Problem description:
State how many lines in the records contain the string "island", treating uppercase and lowercase as different. Reply with the number alone.

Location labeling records
-- START --

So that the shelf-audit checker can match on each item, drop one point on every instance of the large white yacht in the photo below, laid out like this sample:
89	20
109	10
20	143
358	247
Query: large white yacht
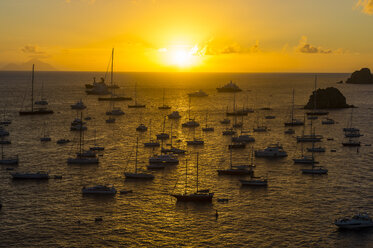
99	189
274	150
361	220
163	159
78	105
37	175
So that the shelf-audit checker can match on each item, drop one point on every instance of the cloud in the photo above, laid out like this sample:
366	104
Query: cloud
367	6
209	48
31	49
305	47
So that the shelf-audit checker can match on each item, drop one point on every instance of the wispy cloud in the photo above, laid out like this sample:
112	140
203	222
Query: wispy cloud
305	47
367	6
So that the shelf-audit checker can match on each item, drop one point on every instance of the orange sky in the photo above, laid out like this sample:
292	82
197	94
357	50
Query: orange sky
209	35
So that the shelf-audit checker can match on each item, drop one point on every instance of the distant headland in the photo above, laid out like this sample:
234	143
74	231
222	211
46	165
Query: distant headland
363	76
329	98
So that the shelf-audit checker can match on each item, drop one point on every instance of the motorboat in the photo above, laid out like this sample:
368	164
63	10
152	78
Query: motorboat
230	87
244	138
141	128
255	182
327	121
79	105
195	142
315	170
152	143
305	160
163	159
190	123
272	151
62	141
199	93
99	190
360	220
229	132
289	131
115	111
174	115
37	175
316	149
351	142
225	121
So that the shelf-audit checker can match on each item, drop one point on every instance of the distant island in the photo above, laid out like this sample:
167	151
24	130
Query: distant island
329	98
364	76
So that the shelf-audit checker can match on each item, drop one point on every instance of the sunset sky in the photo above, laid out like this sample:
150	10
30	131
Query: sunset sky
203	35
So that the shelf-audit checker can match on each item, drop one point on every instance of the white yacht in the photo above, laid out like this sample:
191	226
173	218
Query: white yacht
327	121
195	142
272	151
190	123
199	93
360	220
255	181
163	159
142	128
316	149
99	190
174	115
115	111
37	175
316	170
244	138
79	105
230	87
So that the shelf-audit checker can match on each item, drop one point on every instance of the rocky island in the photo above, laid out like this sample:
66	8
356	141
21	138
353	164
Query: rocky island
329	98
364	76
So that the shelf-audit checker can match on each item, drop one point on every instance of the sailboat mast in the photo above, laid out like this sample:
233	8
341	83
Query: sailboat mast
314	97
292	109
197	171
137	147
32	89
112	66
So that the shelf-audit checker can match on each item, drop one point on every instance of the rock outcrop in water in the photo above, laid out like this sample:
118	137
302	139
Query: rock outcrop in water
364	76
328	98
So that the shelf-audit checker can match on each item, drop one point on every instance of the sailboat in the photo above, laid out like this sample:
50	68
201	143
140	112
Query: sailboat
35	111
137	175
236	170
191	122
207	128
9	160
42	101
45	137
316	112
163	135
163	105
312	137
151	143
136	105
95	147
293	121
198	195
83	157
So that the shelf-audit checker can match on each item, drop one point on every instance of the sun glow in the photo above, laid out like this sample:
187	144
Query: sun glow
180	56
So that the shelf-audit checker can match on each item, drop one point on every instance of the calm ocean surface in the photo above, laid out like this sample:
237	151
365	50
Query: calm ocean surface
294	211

-- END --
-- START --

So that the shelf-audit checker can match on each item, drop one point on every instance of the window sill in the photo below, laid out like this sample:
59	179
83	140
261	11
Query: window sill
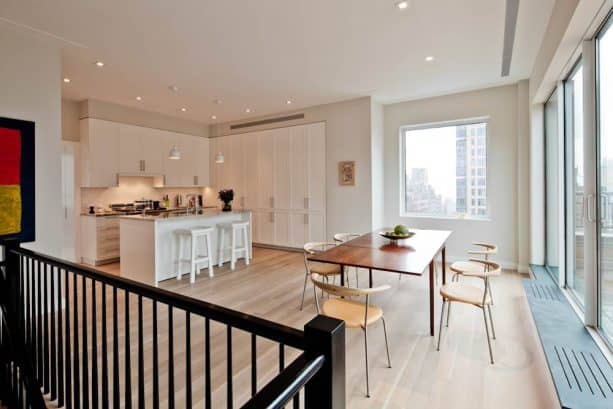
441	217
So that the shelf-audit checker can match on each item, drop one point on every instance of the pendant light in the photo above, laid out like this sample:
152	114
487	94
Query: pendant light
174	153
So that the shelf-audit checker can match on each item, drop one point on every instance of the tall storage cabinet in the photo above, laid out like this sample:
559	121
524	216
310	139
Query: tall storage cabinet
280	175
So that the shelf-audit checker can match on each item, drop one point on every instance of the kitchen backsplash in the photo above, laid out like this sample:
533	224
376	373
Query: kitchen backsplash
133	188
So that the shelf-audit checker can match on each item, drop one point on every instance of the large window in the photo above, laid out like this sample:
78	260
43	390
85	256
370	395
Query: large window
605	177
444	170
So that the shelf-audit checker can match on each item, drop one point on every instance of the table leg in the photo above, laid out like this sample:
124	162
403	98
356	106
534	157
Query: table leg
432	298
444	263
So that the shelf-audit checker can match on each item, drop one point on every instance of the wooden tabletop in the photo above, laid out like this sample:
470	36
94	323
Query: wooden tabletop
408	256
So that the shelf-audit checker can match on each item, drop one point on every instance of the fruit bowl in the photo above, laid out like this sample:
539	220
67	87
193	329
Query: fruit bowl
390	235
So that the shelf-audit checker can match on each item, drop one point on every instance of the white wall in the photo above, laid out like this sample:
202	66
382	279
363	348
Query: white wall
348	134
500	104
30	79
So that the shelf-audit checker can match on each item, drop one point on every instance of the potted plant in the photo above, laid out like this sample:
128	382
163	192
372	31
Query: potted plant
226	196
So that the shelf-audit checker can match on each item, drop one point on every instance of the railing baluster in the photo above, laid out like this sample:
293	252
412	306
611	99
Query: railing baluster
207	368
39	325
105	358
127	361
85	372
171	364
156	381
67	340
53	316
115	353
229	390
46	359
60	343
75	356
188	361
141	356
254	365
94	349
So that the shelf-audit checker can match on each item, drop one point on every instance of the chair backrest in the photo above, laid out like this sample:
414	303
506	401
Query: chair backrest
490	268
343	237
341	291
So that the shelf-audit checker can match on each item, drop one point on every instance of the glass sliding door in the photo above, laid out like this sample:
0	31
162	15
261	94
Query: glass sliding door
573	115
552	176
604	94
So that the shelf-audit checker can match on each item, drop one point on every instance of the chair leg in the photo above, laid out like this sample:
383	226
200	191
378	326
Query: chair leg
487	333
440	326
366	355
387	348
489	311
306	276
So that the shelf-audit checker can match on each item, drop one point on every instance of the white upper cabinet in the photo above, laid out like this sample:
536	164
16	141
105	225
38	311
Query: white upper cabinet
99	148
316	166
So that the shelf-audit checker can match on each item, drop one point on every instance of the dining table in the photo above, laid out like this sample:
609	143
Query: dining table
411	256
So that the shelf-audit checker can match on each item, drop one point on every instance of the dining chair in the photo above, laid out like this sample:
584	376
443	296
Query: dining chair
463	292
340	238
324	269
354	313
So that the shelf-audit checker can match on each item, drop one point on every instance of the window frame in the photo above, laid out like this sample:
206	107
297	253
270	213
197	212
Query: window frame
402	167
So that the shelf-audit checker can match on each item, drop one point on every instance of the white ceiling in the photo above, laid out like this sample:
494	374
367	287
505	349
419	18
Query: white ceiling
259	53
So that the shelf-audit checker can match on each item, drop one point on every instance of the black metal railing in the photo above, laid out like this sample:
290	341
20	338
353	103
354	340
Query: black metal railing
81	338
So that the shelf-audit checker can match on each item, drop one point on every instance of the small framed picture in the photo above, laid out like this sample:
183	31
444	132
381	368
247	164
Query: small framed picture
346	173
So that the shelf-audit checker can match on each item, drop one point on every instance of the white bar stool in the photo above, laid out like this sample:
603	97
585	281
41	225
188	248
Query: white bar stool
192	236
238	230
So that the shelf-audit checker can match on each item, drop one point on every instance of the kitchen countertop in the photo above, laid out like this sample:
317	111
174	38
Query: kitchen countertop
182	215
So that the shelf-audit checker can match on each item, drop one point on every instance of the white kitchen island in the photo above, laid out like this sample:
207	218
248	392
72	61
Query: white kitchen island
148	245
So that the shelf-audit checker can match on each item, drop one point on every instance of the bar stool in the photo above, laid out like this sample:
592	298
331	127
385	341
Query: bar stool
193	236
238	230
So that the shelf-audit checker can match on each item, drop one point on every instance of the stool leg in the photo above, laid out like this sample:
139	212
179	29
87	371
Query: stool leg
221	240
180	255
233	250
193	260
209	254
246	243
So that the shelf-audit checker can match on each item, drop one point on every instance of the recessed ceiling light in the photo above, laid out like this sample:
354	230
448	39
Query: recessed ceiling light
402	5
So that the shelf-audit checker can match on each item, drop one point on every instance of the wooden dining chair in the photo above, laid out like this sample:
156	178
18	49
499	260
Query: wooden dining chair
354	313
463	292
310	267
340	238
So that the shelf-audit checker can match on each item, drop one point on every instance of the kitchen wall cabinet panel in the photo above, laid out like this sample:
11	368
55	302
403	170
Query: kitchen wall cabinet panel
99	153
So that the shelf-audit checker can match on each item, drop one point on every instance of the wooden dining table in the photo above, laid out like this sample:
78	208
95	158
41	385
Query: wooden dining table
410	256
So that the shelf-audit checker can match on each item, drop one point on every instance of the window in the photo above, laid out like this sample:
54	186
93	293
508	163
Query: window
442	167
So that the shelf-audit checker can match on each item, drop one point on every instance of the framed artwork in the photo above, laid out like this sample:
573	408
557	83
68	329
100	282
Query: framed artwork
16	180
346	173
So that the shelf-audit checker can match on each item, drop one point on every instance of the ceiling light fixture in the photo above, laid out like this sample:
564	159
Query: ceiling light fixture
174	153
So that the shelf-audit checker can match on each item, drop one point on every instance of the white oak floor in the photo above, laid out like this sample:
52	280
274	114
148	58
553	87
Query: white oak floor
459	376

-- END --

Answer to the problem:
6